### Requirement A
Reproduce the forum discussion about God between "When I posted" and "for no reason.", inclusive.
### Requirement B
In the forum discussion about God, what name did the writer sometimes use when posting on atheist sites?
### Requirement C
How might the forum discussion about God go on after its final sentence? Write the continuation.

### Selected passage
MacDonald (as selected by Lewis)

Or perhaps simply to what we do not (possibly cannot) know what. Whatever it is that steps back that all else may become what or who it will but which cares to relate to that which it has made room for so that it could fulfill its capacity for relationally. And we by making room in our interiority to wonder about the other beyond ourselves gain every bit as much. God, if there be one, benefits as much as we do by the connection.

When I posted on atheist sites I sometimes did so under the monicker “whateverist”. Some took that to indicate an identification with cynical indifference but it was always about allegiance to what is more, whatever that should turn out to be.

2 Likes

It absolutely should. God made us for himself – he is not woo that evolved from the material cosmos who communicates and wonderfully interacts with us whom he has marvelously evolved for no reason.

### Information provided
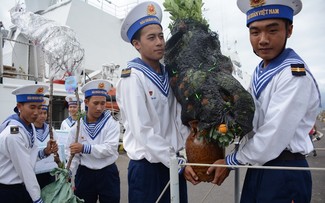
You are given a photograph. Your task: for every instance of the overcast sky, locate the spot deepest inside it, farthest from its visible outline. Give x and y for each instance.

### Written reply A
When I posted on atheist sites I sometimes did so under the monicker “whateverist”. Some took that to indicate an identification with cynical indifference but it was always about allegiance to what is more, whatever that should turn out to be.

2 Likes

It absolutely should. God made us for himself – he is not woo that evolved from the material cosmos who communicates and wonderfully interacts with us whom he has marvelously evolved for no reason.

### Written reply B
"Whateverist"

### Written reply C
Thanks. Yes, I think that is what we are both talking about. Whereas I usually agree with MacDonald, I hesitate to go where he is so firm that he criticizes others–and usually he doesn’t do it harshly, recognizing that God is a parent who is much kinder than we are. I agree that it takes maturity (beyond me) to recognize that there is no true outsider–we are all needing some sort of correction, but God also knows where we’re coming from, so He knows how to do it like a parent.

Hence again the importance of our being childlike and existentially enjoying the moment (not that all moments are easy to enjoy). Piper, whom some eschew and understandably, gets is right though when he says the chief end of man is to glorify God by enjoying him, and not just incidentally thanking our ‘adult’ Father for the things he has given us to enjoy. “God is most glorified in us when we are most satisfied in him.”

Yes. (I intentionally switched the order of those quotes. ; - )

And continuing reading… there are children explicitly again in your next reply. :slightly_smiling_face:

1 Like

It helps to have experience that God is a trustworthy Father, not to mention others’ factual testimonies that he is, in the Bible and through the centuries and including today. The latter is really the starting place since we cannot generate reciprocated bilateral interaction with God upon demand. Thankfulness and trust need to appear on the scene, and recognition of his sovereignty. One Thousand Gifts by Ann Voskamp about eucharisteo starts hard with the death of her toddler sister in their farmyard when Ann was only five. Theodicy is difficult!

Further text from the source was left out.